**Work required**: Transcribe exactly the lines from the one holding "dryer, as pixel coordinates." through the closing line of the entries below. Pictures stay out of the copy.

Point localization data:
----

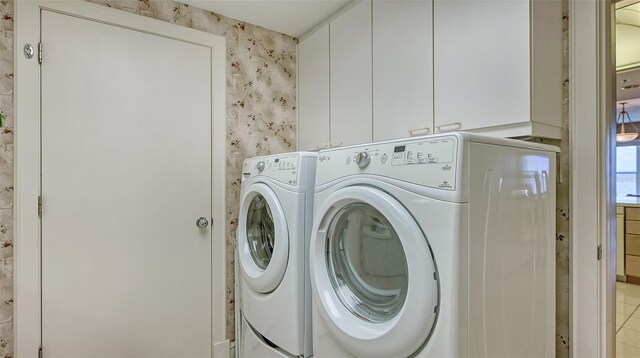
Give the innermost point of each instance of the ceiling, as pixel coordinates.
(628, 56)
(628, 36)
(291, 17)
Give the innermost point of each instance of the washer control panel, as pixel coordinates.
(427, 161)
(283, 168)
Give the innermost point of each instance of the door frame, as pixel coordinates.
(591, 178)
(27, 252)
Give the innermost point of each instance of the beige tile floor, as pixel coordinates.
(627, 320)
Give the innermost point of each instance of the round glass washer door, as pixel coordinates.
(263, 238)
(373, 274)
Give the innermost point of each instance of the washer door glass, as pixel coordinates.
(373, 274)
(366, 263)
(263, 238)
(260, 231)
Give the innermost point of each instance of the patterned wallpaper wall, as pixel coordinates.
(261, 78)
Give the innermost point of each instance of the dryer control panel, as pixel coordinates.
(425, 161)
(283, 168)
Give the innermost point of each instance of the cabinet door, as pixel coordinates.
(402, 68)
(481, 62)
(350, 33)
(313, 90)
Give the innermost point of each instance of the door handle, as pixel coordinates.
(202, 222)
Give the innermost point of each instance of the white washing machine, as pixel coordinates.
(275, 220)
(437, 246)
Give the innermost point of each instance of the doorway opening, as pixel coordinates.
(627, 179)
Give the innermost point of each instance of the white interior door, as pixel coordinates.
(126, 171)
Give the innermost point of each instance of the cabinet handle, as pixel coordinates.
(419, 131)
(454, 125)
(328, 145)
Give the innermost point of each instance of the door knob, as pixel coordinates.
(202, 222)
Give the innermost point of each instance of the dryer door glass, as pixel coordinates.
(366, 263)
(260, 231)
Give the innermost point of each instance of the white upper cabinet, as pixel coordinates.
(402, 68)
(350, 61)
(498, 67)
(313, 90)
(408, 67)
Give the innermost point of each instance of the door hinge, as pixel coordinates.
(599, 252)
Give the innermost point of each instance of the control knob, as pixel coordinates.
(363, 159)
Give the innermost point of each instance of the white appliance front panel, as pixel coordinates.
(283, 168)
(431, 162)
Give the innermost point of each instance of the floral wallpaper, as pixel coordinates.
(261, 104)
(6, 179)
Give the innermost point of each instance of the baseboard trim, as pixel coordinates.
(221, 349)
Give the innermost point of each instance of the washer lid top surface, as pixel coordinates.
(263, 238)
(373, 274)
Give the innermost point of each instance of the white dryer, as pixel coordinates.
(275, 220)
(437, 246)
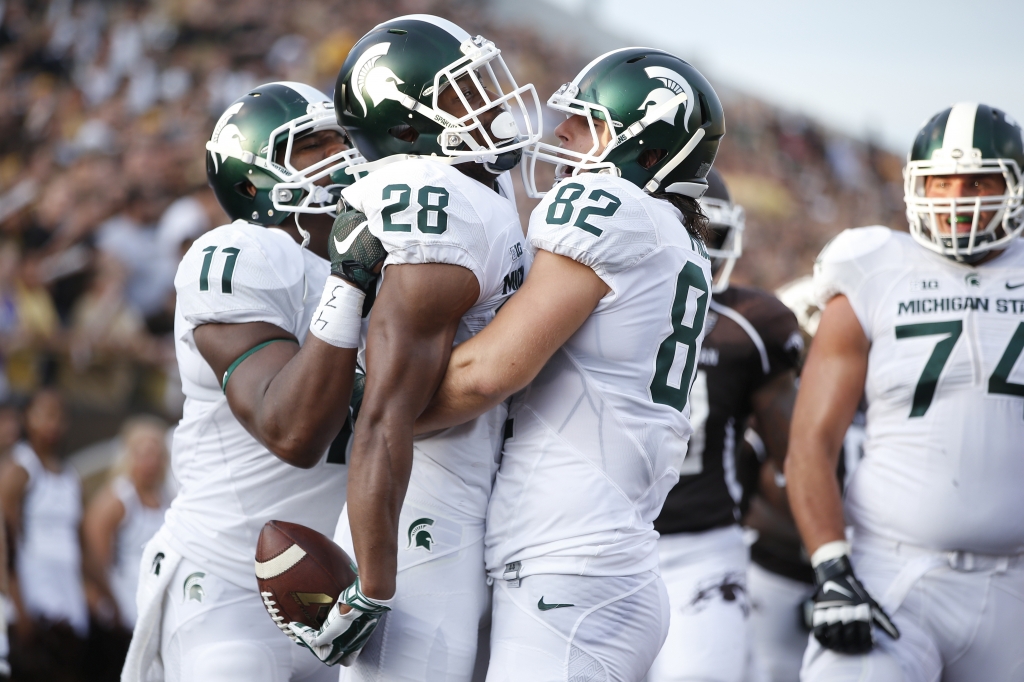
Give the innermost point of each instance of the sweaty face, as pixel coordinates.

----

**The completed task**:
Give the innermost point of each instance of the white dryer, as pixel coordinates.
(275, 220)
(437, 246)
Give the innermost point of each instance of the sweaty face, as pixel coordinates.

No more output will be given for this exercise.